__PROVIDED RECORDS__:
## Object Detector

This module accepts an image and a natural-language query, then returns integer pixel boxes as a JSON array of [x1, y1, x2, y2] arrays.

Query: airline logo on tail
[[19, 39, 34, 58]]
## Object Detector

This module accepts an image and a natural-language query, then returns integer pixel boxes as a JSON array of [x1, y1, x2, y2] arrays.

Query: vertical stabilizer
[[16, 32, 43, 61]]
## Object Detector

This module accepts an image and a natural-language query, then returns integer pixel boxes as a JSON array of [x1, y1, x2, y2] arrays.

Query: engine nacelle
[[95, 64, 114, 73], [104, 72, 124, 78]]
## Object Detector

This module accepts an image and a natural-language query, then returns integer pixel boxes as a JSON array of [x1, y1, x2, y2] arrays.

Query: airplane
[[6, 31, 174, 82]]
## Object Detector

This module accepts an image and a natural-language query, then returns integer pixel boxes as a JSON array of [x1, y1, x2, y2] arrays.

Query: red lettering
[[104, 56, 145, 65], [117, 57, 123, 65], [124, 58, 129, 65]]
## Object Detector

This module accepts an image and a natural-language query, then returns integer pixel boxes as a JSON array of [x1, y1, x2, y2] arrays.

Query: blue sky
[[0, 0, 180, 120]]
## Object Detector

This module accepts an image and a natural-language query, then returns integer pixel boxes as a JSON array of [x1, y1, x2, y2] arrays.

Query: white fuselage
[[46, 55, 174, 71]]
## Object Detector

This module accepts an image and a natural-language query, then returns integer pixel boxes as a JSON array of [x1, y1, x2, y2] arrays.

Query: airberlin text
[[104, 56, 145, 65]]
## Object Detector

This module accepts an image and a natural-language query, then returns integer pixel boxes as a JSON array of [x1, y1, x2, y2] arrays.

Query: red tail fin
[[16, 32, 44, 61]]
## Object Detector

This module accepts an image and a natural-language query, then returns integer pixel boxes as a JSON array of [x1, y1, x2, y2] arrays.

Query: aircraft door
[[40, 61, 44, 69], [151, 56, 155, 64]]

__PROBLEM REQUIREMENTS__: From the listing above, pull out each line that contains the string "tail" and copy it unchanged.

__SOLVED EXERCISE__:
Query: airline logo on tail
Query: red tail fin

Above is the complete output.